ページの抜粋:
● ● ● ● ●

地域によって様々な医師の転職市場。特に医師の募集状況や地域の特徴は二次医療圏ごとに異なります。
八代医療圏での転職成功のため、医師転職ドットコムが徹底調査した地域別の転職お役立ち情報をお届けします。
〈熊本県の八代医療圏の概要〉
熊本県の二次医療圏である「八代医療圏」は、八代市、氷川町の1市1町からなる医療圏です。
本医療圏は熊本県の中央部に位置し、八代海と九州山地の間に広がる、東西方向に約50キロメートル、南北方向に約30キロメートルの医療圏で、北側を宇城医療圏と熊本医療圏に、
東側を宮崎県に、南側を球磨医療圏と芦北医療圏に接していて、西側は八代海に面しています。
商工業地域、農業地域、山村地域が混在する八代市と、平坦部分が多い農業地域の氷川町で構成されます。
本医療圏の面積は約710平方キロメートル、平成22年10月1日の熊本県推計人口は約14万人で、年齢3区分人口では年少人口が12.7%、生産年齢人口が57.8%、老年人口が28.5%で、熊本県全件とほぼ同程度の人口構成の医療圏です。
〈臨海部分を中心とした工業都市の一面と、イ草生産などの農業が盛んな一面を持つ医療圏〉
八代医療圏の基幹産業は工業で、臨海工業地帯の造成や港湾施設の充実が図られ、早くから大企業の基幹工場が進出していて、熊本県下でも有数の工業都市とし発展しています。
またその一方では、球磨川や氷川の両水系で形成された豊かな土地が平野として形成され、畳の原料であるイ草やトマトなど数多くの農産物が生産されています。
公共交通では、本医療圏内に九州新幹線の新八代駅があり、鹿児島、福岡及び関西方面へ新幹線列車が直通しています。
またJR九州のJR鹿児島本線とJR人吉線、第三セクターの肥薩おれんじ鉄道線が医療圏内の八代駅をジャンクションとして通っています。
鉄道の沿線以外はバスの便になりますが、地域によって鉄道・バスの便数に大きな差があるため、本医療圏内の移動手段には自家用車の使用も念頭に置くべきです。
一方で道路網では、本医療圏内海岸部を九州自動車道が南北に貫き、また南九州西回り自動車道が本医療圏内で分岐するなどして、3ヶ所のICを持っていて、
熊本、福岡、鹿児島、宮崎をはじめとする九州の各都市への移動は容易です。一般道では、国道3号線を幹として、他の国道や県道が本医療圏内外の各方向に通じています。
本医療圏内東部の九州山地の山岳地域以外では、道路網もある程度は整備されていると言えるでしょう。

● ● ● ● ●

提供された情報:
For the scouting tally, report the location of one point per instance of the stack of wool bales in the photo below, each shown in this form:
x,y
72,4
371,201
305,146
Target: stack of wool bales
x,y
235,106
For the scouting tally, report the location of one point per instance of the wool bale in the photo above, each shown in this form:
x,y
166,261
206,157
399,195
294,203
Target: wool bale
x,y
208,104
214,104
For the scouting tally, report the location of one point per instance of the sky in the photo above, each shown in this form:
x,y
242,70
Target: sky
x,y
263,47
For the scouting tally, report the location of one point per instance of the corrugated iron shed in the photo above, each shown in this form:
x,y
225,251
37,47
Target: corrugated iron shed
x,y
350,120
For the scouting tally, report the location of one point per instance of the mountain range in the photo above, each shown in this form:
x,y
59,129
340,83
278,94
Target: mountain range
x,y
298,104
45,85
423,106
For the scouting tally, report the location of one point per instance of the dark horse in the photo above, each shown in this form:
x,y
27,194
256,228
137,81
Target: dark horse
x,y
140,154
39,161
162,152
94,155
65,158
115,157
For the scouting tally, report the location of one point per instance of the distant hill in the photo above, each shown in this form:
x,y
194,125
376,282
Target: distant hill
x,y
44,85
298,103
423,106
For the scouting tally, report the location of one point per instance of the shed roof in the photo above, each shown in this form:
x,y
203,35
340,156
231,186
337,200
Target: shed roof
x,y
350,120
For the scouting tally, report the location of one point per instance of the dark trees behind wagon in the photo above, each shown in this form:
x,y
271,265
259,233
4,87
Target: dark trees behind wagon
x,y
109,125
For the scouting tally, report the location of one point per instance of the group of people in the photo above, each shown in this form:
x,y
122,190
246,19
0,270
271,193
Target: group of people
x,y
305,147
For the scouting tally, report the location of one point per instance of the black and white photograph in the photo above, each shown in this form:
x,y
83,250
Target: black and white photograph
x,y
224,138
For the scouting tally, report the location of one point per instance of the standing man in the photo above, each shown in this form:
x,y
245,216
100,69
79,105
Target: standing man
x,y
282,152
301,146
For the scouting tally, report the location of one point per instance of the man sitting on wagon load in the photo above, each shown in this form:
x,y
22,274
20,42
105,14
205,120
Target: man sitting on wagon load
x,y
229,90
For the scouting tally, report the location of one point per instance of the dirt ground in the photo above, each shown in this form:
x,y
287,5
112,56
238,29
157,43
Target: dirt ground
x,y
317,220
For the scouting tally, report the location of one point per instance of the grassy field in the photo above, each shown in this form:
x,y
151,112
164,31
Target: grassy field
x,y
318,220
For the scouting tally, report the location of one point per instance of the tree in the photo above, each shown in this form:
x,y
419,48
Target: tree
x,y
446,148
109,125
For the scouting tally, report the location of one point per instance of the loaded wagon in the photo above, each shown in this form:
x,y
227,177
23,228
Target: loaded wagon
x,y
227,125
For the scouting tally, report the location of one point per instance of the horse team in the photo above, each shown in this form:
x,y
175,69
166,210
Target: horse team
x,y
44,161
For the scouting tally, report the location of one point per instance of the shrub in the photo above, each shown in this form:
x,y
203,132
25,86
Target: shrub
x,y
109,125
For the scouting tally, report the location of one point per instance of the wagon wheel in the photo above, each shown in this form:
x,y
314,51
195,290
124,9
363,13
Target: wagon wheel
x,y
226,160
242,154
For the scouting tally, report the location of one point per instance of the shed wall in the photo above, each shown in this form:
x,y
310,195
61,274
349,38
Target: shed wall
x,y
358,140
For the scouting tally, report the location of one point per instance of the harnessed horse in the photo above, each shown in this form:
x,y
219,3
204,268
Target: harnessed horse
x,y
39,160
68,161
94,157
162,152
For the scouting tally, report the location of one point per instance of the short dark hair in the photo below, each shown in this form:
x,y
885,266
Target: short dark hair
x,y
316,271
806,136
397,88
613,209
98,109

● ● ● ● ●

取り組む課題:
1. 八代医療圏の紹介文について、次の問いに答えてください。
(a) 八代医療圏はどの市と町で構成されていますか。
(b) 八代医療圏の基幹産業は何ですか。
(c) 医療圏内にある九州新幹線の駅の名前は何ですか。
2. 八代医療圏の紹介文のうち、「八代医療圏での転職成功のため」から「工業都市とし発展しています。」までを、両端の語句も含めて正確に書き写してください。
エントリーはここでは使いません。

課題の解答:
1.
(a) 八代市と氷川町
(b) 工業
(c) 新八代駅

2.
八代医療圏での転職成功のため、医師転職ドットコムが徹底調査した地域別の転職お役立ち情報をお届けします。
〈熊本県の八代医療圏の概要〉
熊本県の二次医療圏である「八代医療圏」は、八代市、氷川町の1市1町からなる医療圏です。
本医療圏は熊本県の中央部に位置し、八代海と九州山地の間に広がる、東西方向に約50キロメートル、南北方向に約30キロメートルの医療圏で、北側を宇城医療圏と熊本医療圏に、
東側を宮崎県に、南側を球磨医療圏と芦北医療圏に接していて、西側は八代海に面しています。
商工業地域、農業地域、山村地域が混在する八代市と、平坦部分が多い農業地域の氷川町で構成されます。
本医療圏の面積は約710平方キロメートル、平成22年10月1日の熊本県推計人口は約14万人で、年齢3区分人口では年少人口が12.7%、生産年齢人口が57.8%、老年人口が28.5%で、熊本県全件とほぼ同程度の人口構成の医療圏です。
〈臨海部分を中心とした工業都市の一面と、イ草生産などの農業が盛んな一面を持つ医療圏〉
八代医療圏の基幹産業は工業で、臨海工業地帯の造成や港湾施設の充実が図られ、早くから大企業の基幹工場が進出していて、熊本県下でも有数の工業都市とし発展しています。